OPDRACHT :: Zoek in de genummerde lijst van de tekst over Nova Reperta alle punten die uitdrukkelijk een ontdekking noemen. Geef voor elk van die punten wat er ontdekt werd.

BRONTEKST ::
Nova Reperta

Uit Wikipedia, de vrije encyclopedie

Nova Reperta (nieuwe ontdekkingen) is een prentenreeks van twintig stuks (inclusief titelpagina) gemaakt door de Bruggeling Joannes Stradanus (Jan van der Straet, 1523-1605) rond 1590 in Florence. De uitgever van de reeks is Philips Galle en Jan Collaert (zoon van Hans Collaert) wordt vaak genoemd als de prentmaker. De prentenreeks toont de verschillende nieuwe ontdekkingen die volgens Stradanus deel uitmaken van de renaissancecultuur die de vernieuwing ten opzichte van de antieke oudheid demonstreert. De prentenreeks is volgens de hedendaagse kennis historisch niet helemaal correct.

Nova Reperta (titelpagina)[bewerken | brontekst bewerken]

Titelpagina overzicht van alle nieuwe vondsten, Jan Collaert II, Museum Plantin-Moretus (PK.OPB.0186.001)

Rechts van de titel staat een bebaarde oudere man met een ouroboros (slang) die zijn eigen staart opeet. De ouroboros staat symbool voor het cyclische verloop van de natuur en de eenheid van alles. Dit wordt verbeeld door de oude man die de prent ‘verlaat’ en de jongeman die de prent ‘binnenkomt’.

  1. De jongeman verwijst naar de ontdekking van Amerika, waarbij hij Columbus aanduidt als ontdekker en ‘Americus Vespuccius’ als naamgever.
  2. In de rechtercirkel staan verwijzingen naar het kompas en het Zuiderkruis.
  3. De ontdekking van het kanon en het buskruit die beiden een grote impact hebben gehad op de oorlogsvoering.
  4. De uitvinding van de boekdrukpers.
  5. Uitvinding van het mechanisch uurwerk (mechanisatie van de tijd)
  6. Ontdekking van het pokhout (Guaiacum), een tropische, harsrijke houtsoort. Het werd gebruikt als een geneesmiddel tegen de ‘Spaanse pokken’ (syfilis). Het hout heeft zelfsmerende eigenschappen waardoor het ook gebruikt wordt voor katrollen en lagers in onder meer de scheepsbouw.
  7. Uitvinding van het distillatieproces.
  8. Ontdekking van het zijdedraad met een verwijzing naar de moerbeiboom met daarin cocons van de zijderups.
  9. Gebruik van het zadel en de stijgbeugels.

Amerigo Vespucci ontdekt Amerika[bewerken | brontekst bewerken]

Prent 1: Ontdekking van Amerika, Theodoor Galle, Museum Plantin-Moretus (PK.OPB.0186.002)

GEGEVENS ::

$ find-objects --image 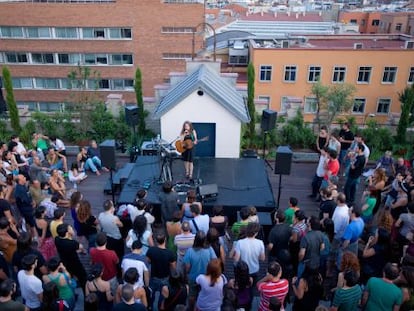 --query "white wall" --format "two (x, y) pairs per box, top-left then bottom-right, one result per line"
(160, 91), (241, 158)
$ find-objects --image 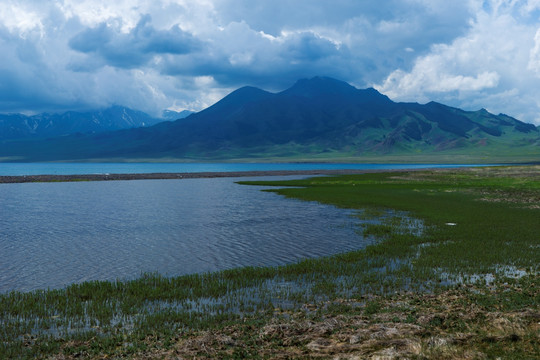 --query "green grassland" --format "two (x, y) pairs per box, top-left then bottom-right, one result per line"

UITWERKING ::
- Amerika
- het kanon en het buskruit
- het pokhout (Guaiacum)
- het zijdedraad